• OBIETTIVO: Riassumi in due frasi il brano sull'agricoltura riportato sotto.

• BRANO PROPOSTO:
La voce dell'agronomo

L’AGRICOLTURA CAMBIA VOLTO, ED E’ SEMPRE PIU’ "NO FOOD"

Agriturismo, fattorie didattiche, colture per biocombustibili. Ora anche produzioni biotecnologiche a scopo medico-farmaceutico. Un nuovo percorso per il settore primario, da fornitore di alimenti a qualcosa di non ancora chiaramente definito e delineato

28 gennaio 2006 | Alberto Grimelli

Fin da quando l’uomo imparò a coltivare la terra, ricavandone nutrimento, l’agricoltura ha adempiuto al fondamentale scopo di fornire i mezzi di sostentamento alla comunità, alla stessa specie di Homo sapiens. Che si trattasse di beni di lusso, accessibili a pochi, o della farina per il pane, il settore primario ha offerto di che vivere per migliaia di anni.
Nel secolo scorso, l’aumento demografico che è seguito alla seconda guerra mondiale ha accresciuto il peso e il valore del comparto che doveva sfamare una popolazione in crescita. Tutta l’attenzione e la ricerca era focalizzata ad accrescere il potenziale produttivo, insomma a produrre di più.

• DATI MOSTRATI:
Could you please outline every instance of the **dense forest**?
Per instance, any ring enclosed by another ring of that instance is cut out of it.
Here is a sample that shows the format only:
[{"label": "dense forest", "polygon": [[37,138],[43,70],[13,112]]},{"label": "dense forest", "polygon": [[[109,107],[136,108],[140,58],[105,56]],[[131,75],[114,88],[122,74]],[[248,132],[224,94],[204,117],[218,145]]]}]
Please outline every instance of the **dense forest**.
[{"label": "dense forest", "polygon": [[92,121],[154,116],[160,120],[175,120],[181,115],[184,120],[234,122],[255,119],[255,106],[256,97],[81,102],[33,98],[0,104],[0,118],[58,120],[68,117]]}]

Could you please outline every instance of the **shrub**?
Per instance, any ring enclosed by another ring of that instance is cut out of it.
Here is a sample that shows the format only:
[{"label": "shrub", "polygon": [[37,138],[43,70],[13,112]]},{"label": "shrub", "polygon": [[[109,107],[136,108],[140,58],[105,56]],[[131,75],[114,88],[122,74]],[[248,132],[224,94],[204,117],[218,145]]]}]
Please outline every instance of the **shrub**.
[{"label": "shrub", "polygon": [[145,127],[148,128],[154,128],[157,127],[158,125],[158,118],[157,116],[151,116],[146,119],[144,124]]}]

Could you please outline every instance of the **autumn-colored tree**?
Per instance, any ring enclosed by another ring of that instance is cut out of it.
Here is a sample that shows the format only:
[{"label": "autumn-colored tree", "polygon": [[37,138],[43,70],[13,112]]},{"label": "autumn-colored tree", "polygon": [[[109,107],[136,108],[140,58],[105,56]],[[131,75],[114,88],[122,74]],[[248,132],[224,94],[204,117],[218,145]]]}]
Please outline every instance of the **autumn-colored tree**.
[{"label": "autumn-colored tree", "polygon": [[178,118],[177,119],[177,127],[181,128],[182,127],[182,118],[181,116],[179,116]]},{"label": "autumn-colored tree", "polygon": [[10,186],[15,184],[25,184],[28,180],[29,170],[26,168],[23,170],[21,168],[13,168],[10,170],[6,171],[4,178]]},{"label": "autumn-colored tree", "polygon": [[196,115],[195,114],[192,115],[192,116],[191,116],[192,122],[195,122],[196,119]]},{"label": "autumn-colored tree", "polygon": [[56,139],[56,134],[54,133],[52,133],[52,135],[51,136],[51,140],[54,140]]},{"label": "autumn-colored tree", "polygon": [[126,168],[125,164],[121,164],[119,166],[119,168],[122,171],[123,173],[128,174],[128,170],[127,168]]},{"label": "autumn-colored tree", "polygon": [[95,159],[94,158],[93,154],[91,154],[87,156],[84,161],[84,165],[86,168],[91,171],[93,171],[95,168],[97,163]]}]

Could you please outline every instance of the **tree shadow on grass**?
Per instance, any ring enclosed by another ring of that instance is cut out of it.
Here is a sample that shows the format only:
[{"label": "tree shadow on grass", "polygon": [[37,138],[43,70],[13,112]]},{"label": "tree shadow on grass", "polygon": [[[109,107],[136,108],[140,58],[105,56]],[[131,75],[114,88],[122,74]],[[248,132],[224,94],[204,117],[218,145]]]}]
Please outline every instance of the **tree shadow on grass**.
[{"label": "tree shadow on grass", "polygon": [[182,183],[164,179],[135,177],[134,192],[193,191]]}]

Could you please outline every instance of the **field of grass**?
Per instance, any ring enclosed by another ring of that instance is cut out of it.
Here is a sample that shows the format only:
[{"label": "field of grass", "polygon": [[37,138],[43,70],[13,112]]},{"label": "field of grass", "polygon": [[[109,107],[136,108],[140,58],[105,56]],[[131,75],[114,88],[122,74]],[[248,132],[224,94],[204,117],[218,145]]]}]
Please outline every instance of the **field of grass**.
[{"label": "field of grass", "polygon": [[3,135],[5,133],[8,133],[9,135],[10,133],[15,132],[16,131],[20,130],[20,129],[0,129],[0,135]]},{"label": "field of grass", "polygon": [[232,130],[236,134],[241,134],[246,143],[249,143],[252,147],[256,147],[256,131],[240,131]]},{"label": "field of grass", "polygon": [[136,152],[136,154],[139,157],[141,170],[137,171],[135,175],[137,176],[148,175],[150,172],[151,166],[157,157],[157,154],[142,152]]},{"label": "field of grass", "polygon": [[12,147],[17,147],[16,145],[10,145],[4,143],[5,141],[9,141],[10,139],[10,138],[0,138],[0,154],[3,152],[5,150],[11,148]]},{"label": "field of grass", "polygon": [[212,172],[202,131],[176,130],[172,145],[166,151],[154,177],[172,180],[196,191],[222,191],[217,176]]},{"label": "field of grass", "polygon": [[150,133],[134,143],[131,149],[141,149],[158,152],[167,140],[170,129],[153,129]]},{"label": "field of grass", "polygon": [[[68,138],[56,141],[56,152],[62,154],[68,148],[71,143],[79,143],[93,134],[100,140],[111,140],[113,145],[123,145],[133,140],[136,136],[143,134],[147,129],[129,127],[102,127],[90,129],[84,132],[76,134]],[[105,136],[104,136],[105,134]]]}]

• RISULTATO: Da quando l'uomo imparò a coltivare la terra, l'agricoltura ha fornito alla comunità i mezzi di sostentamento, e dopo la seconda guerra mondiale l'aumento demografico ha concentrato attenzione e ricerca sul produrre di più. Ora il settore primario si apre ad attività "no food" come agriturismo, fattorie didattiche, colture per biocombustibili e produzioni biotecnologiche a scopo medico-farmaceutico, passando da fornitore di alimenti a qualcosa di non ancora chiaramente definito.